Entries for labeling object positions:
_ _ _ _ _

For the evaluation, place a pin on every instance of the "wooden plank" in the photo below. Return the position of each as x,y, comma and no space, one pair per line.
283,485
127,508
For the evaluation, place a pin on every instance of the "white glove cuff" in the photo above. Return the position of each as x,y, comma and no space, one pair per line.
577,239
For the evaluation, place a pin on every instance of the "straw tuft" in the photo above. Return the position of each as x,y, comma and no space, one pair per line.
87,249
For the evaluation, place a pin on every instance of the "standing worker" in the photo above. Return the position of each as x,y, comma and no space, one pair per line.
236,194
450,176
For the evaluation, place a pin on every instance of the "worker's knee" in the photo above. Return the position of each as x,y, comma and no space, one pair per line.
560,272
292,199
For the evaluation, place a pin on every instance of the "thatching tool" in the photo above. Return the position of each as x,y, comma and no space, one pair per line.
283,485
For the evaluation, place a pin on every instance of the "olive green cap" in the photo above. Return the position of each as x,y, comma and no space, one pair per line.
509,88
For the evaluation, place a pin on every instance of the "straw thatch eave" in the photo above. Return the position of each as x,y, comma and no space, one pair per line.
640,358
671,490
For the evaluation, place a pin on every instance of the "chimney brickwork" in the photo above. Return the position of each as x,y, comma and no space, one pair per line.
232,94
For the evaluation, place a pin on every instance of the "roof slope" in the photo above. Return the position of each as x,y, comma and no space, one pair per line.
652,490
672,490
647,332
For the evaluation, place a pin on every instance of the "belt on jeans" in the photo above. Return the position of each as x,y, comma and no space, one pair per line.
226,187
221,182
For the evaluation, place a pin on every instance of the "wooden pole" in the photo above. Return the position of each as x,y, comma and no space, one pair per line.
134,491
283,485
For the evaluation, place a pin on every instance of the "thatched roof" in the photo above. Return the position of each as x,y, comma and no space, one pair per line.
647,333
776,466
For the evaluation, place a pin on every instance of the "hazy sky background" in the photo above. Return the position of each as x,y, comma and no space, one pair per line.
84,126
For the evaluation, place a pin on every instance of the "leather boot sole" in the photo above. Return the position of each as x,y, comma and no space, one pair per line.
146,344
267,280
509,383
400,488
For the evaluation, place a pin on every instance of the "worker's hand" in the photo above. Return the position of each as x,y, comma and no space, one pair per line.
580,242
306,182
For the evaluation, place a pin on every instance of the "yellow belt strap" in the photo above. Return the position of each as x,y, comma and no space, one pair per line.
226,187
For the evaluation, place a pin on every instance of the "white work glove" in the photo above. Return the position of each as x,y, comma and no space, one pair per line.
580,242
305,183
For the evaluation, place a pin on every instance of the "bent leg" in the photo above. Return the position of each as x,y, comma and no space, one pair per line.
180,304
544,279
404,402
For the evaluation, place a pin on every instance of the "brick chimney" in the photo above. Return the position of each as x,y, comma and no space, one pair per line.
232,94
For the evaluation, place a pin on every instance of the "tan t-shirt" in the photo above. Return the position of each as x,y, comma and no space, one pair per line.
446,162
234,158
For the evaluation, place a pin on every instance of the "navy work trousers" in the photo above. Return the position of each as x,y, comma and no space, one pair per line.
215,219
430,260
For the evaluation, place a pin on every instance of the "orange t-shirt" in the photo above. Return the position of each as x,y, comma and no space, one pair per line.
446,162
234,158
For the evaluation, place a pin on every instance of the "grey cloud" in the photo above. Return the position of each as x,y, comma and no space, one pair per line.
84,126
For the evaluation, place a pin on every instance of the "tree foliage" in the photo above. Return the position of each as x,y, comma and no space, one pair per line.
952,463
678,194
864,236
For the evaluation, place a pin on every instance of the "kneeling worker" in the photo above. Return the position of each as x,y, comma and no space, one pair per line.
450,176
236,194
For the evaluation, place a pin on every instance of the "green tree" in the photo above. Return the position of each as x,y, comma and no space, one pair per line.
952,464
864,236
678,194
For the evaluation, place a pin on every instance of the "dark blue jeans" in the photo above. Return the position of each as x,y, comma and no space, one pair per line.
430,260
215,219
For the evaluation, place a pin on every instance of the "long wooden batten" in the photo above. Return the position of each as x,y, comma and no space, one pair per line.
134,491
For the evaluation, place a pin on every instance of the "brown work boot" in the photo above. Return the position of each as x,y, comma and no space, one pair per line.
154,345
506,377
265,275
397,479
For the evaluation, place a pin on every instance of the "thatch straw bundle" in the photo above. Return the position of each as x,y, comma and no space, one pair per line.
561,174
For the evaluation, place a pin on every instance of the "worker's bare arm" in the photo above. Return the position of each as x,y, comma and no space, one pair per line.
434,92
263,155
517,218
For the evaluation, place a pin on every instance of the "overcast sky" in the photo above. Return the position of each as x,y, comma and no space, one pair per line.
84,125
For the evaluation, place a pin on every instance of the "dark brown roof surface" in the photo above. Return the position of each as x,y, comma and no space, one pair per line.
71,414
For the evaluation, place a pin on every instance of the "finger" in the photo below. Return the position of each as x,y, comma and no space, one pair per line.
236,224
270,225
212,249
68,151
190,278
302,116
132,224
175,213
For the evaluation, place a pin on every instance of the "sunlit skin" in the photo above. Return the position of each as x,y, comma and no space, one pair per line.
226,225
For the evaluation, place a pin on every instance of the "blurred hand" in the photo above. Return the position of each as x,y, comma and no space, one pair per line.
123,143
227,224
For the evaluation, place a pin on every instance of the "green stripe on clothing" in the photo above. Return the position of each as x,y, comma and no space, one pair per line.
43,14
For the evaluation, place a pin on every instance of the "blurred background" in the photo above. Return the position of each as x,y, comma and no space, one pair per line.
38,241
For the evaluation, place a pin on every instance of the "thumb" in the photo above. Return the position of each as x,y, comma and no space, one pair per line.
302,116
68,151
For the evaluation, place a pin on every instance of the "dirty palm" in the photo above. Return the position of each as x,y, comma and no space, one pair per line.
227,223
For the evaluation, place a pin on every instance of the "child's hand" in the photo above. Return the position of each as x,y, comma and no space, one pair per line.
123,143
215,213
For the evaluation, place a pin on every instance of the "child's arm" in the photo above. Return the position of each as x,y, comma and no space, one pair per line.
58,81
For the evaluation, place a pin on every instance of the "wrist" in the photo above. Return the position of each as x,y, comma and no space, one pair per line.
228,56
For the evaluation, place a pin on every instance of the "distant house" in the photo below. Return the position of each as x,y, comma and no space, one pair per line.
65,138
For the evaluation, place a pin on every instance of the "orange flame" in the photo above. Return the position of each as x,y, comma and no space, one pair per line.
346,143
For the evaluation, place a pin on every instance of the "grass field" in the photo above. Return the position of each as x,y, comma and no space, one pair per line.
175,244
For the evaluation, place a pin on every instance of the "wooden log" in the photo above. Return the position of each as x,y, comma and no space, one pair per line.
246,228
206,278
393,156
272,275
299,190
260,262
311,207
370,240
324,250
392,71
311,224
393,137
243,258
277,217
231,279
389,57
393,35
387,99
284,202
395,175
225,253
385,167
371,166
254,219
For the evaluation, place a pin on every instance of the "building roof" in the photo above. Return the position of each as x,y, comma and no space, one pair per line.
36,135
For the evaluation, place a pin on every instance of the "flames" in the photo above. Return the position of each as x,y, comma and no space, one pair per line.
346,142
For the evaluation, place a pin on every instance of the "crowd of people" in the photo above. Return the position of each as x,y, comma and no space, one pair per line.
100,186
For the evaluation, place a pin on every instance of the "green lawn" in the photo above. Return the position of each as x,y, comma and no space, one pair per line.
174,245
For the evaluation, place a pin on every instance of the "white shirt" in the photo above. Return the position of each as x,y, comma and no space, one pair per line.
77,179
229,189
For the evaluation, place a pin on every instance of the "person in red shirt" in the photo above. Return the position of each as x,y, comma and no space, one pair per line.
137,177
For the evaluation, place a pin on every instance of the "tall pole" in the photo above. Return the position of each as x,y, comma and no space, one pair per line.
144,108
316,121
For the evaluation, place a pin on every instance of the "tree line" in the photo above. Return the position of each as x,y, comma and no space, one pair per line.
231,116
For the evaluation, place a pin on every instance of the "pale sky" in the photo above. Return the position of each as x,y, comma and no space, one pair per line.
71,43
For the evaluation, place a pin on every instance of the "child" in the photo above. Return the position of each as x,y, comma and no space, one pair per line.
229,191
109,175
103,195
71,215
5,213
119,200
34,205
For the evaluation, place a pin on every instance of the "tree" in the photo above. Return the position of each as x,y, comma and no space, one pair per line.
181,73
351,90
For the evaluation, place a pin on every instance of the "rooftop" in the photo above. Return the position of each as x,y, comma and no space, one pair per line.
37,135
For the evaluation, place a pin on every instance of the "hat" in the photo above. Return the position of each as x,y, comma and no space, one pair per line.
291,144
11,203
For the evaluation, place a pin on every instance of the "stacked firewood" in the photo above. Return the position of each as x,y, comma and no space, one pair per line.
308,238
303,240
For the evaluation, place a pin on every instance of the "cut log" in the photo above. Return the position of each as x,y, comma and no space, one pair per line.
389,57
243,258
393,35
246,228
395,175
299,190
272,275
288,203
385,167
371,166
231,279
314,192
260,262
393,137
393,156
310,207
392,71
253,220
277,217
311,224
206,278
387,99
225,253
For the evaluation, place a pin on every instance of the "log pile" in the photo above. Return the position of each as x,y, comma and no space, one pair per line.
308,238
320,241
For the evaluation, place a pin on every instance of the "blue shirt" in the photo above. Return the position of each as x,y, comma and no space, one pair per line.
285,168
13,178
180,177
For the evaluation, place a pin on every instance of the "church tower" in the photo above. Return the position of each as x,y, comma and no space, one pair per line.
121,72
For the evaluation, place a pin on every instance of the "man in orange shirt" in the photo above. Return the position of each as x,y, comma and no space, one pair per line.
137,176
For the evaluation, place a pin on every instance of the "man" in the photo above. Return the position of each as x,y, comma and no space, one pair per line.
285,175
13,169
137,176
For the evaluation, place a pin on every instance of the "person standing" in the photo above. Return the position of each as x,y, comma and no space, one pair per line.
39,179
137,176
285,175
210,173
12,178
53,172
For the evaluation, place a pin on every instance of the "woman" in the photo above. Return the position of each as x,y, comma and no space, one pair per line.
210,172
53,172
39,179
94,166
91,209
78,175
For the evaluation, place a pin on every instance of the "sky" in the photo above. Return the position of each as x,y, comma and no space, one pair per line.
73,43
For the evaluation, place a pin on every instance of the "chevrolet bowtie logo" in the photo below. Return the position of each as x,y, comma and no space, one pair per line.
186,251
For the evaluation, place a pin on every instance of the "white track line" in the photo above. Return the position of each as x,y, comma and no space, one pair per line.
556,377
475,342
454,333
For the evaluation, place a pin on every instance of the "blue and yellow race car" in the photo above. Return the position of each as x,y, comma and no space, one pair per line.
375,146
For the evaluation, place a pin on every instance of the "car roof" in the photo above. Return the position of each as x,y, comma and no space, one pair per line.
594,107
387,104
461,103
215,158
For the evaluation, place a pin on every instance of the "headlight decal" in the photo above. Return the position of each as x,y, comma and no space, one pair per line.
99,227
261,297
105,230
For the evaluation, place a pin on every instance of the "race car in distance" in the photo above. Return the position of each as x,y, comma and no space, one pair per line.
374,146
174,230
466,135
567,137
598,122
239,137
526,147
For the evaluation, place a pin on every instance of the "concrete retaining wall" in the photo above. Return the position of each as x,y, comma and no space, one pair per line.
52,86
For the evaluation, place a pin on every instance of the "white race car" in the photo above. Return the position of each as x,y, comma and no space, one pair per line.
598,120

_ _ _ _ _

Find each line in the entries above that contains the string "background", matching case exactly, and copy every such line in full.

For the evaluation, place a pin on every instance of the "hazy sky background" in the photo above. Return the position of each as x,y, comma and no space, one pair per line.
For the evaluation, place a pin on every instance of the "blurred background" in the photo above. Return the position of each as x,y, comma and no space, one pair per line.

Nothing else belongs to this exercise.